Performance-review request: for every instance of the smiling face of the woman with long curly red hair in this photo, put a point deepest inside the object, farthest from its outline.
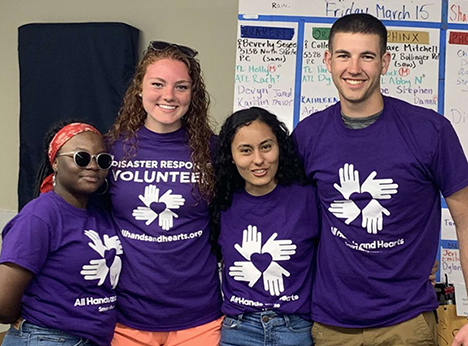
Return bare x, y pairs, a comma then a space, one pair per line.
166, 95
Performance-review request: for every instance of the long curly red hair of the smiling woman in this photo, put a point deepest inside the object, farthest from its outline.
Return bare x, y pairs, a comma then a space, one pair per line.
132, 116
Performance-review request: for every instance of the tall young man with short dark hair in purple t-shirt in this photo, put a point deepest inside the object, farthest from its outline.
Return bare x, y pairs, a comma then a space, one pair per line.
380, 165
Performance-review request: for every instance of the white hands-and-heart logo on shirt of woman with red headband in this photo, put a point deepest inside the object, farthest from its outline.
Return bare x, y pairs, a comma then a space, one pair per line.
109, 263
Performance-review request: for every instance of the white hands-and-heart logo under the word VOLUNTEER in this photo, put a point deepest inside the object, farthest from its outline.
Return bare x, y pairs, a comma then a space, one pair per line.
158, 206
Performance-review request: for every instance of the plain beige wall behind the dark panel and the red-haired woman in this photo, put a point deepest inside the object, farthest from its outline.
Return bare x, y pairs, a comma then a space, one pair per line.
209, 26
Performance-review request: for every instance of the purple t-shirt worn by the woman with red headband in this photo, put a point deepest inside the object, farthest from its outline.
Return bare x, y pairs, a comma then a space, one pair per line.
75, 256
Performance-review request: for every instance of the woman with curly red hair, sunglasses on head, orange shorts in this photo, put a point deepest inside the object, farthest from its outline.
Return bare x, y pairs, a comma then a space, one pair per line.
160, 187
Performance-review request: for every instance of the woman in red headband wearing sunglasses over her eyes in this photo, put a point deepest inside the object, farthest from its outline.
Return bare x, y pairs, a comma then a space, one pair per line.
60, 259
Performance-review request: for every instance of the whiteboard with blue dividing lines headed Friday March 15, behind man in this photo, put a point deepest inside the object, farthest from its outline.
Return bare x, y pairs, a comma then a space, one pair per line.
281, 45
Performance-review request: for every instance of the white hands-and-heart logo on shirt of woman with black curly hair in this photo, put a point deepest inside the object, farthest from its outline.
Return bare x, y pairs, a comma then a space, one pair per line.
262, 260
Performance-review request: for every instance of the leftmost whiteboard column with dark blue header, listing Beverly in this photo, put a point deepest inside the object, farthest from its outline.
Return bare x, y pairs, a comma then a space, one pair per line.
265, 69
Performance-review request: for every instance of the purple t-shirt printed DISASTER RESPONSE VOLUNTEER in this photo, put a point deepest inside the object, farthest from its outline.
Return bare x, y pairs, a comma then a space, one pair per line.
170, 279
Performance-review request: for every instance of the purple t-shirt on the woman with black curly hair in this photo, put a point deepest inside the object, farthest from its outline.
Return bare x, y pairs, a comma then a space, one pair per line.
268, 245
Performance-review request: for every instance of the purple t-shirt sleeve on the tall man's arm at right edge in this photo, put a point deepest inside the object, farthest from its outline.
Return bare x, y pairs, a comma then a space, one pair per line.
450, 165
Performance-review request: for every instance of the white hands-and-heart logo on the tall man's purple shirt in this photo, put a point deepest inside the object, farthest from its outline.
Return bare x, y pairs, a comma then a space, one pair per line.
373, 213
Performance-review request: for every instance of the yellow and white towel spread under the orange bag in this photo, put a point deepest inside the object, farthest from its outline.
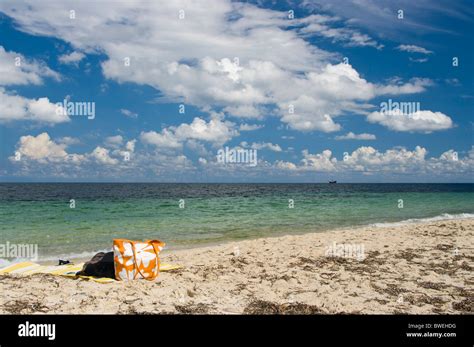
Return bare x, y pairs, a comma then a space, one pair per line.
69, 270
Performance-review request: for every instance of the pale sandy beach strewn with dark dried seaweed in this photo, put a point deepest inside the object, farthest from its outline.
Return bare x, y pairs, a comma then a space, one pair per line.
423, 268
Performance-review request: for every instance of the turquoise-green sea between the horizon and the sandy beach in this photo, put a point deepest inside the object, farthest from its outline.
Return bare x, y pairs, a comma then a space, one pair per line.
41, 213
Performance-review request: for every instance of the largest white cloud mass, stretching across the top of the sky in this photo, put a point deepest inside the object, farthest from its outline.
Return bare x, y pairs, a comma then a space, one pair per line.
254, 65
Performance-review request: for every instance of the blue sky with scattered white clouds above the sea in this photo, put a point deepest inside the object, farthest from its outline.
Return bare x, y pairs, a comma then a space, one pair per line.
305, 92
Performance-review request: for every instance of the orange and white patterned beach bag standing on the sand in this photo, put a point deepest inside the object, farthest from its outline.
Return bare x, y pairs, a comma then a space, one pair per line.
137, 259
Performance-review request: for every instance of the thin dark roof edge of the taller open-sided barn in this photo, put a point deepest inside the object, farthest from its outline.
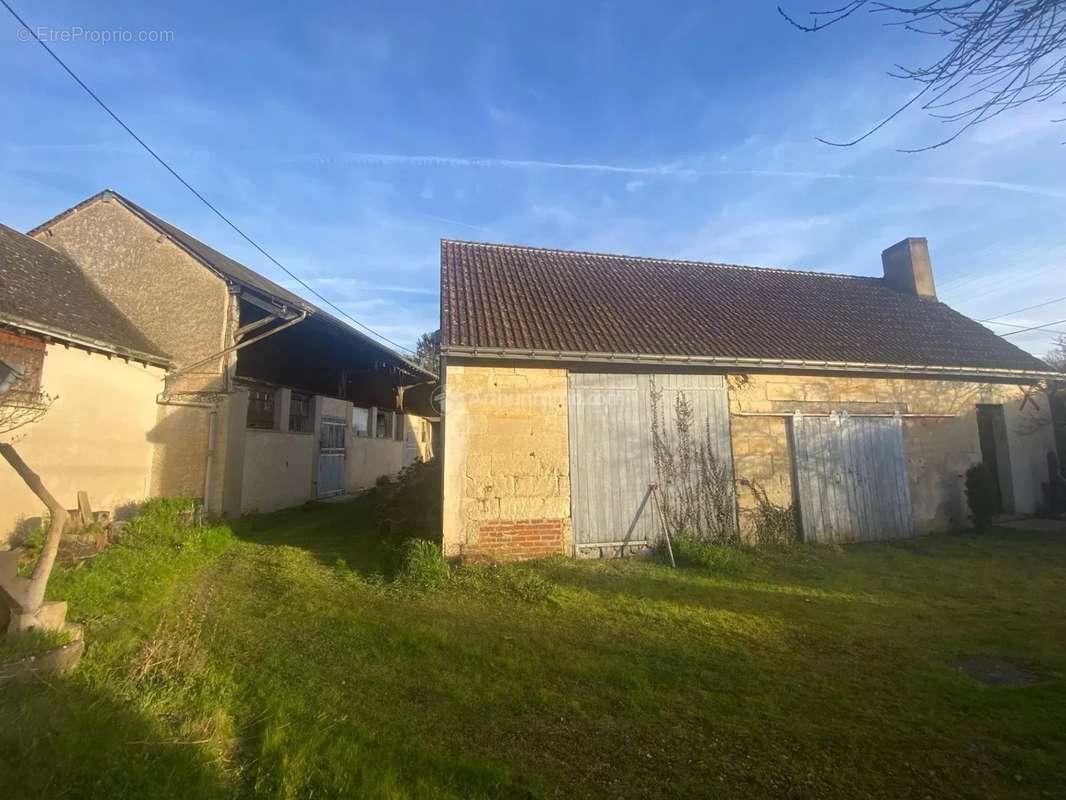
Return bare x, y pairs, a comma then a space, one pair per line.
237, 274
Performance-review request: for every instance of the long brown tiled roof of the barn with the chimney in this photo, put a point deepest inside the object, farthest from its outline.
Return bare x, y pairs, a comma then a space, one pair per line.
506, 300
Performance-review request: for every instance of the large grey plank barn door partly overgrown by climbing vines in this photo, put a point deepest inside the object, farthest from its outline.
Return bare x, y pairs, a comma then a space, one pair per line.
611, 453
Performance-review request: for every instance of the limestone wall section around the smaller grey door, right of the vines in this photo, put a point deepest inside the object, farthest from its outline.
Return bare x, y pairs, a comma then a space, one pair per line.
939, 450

...

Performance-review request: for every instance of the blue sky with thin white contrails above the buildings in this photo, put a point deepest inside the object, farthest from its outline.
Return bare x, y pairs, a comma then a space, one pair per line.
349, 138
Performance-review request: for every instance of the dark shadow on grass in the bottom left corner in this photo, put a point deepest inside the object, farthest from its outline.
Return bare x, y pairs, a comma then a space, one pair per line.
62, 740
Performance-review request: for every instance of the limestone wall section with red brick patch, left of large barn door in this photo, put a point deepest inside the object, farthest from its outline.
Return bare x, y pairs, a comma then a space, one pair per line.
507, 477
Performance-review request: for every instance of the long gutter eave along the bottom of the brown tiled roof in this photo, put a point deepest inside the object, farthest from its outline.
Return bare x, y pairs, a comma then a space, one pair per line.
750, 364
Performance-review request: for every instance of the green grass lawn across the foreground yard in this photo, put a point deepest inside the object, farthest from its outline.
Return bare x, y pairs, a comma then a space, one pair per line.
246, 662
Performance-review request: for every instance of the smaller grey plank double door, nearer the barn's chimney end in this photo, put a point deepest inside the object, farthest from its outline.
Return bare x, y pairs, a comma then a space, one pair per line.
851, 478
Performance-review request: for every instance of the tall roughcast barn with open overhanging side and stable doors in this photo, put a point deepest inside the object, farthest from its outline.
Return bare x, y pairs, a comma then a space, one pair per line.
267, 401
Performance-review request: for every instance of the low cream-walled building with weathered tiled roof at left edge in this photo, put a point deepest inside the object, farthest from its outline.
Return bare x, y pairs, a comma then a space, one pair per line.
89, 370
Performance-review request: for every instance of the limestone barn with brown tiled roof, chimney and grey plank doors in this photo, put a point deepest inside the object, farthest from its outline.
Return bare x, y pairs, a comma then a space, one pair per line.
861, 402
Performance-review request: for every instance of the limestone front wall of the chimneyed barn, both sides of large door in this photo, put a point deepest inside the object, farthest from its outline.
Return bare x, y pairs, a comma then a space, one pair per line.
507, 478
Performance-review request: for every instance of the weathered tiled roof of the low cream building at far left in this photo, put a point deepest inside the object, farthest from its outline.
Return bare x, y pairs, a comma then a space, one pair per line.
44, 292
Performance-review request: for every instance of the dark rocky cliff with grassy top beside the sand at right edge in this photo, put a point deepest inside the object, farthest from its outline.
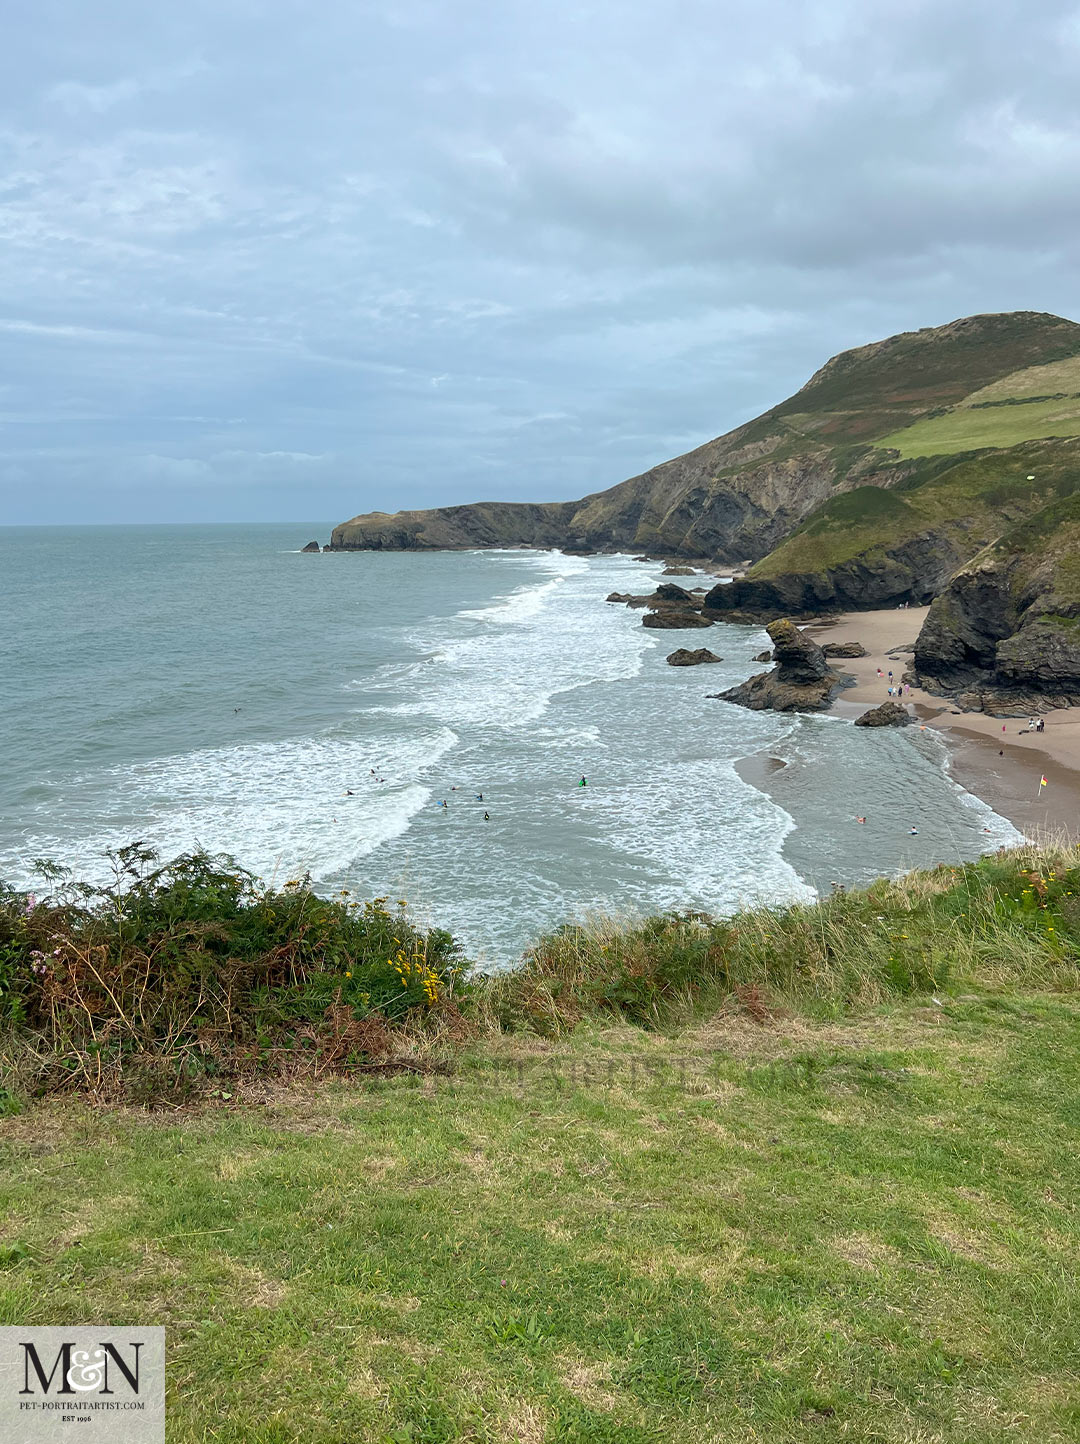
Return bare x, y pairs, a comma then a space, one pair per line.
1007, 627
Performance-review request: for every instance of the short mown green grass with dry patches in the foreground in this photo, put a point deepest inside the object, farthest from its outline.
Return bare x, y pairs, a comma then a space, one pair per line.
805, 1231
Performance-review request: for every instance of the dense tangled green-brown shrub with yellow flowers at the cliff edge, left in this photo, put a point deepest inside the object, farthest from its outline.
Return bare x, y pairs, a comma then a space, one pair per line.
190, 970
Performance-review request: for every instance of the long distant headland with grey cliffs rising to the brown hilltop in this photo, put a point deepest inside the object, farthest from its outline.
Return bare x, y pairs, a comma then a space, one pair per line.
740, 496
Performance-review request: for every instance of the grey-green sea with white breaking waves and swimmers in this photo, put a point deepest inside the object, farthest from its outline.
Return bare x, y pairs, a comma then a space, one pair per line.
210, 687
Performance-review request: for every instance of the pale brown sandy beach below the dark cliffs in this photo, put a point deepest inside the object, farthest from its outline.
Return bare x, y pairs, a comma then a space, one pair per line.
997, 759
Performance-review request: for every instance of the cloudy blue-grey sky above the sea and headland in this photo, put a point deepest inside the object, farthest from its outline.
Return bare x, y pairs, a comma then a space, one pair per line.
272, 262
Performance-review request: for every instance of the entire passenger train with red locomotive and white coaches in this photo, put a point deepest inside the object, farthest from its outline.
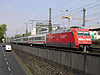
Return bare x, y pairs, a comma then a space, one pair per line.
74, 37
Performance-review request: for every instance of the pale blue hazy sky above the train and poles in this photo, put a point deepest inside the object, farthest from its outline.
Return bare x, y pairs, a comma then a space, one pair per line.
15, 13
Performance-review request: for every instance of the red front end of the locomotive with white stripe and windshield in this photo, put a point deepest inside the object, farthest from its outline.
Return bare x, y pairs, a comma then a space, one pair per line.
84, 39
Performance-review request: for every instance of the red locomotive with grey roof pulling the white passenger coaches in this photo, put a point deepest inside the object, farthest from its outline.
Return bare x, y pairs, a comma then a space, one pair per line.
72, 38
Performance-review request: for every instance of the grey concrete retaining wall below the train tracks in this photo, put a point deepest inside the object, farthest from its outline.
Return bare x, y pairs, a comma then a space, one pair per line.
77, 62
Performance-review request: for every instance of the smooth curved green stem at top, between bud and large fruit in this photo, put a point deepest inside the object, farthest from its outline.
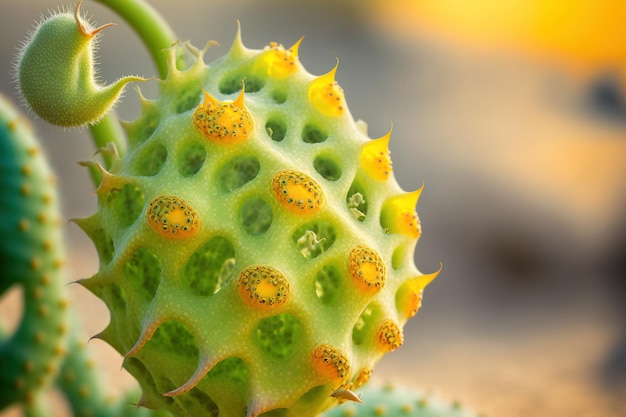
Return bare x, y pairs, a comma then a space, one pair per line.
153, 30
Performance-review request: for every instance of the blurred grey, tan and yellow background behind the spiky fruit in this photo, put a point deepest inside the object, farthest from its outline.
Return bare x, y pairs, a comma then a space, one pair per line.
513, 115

--

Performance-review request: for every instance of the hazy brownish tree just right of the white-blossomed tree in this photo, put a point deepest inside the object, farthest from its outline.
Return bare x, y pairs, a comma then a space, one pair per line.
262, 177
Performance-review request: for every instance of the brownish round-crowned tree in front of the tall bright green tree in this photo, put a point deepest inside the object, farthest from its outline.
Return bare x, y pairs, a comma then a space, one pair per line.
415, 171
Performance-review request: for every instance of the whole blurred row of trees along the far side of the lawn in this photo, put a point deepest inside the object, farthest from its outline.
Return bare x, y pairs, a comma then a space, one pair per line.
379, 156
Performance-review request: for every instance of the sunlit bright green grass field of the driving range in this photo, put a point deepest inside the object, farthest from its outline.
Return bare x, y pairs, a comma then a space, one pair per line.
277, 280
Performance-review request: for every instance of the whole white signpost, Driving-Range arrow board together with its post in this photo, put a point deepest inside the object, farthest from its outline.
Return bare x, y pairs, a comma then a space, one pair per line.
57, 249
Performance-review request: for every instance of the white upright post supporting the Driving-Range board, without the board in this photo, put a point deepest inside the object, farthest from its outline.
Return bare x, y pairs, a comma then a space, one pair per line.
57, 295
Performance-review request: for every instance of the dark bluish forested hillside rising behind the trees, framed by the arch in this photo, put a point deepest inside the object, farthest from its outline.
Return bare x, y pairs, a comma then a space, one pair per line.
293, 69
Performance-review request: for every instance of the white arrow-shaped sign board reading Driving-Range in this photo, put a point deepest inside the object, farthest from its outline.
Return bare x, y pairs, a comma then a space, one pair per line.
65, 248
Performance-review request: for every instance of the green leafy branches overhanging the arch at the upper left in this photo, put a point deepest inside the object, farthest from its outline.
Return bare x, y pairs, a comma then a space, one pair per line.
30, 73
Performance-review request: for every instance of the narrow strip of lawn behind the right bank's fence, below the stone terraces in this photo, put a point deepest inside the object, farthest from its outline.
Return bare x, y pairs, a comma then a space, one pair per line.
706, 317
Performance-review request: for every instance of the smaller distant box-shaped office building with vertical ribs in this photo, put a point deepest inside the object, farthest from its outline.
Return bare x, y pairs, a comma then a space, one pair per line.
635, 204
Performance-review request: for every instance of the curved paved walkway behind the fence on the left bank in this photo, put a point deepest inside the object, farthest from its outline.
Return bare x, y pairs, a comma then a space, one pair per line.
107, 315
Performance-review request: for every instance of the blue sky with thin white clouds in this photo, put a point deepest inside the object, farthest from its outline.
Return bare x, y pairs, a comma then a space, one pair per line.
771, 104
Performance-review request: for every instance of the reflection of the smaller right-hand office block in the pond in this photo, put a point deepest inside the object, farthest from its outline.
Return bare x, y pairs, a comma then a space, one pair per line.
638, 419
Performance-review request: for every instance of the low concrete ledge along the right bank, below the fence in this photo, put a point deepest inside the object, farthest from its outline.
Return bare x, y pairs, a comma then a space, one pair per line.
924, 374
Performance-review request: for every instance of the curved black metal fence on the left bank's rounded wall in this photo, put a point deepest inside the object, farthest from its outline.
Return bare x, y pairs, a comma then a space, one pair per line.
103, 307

> _TASK DIRECTIONS_: Read the listing line by line, and copy each line in which the word "clouds" is found.

> _SOLVED PROBLEM_:
Performance-review request: for every instance of the blue sky with scattered white clouds above the sea in this photo, put a point deepest inside the object, farthest from its outline.
Performance-review request: for every instance of the blue sky with thin white clouds in this photo, put a point deepest inside the object, farthest from its outline.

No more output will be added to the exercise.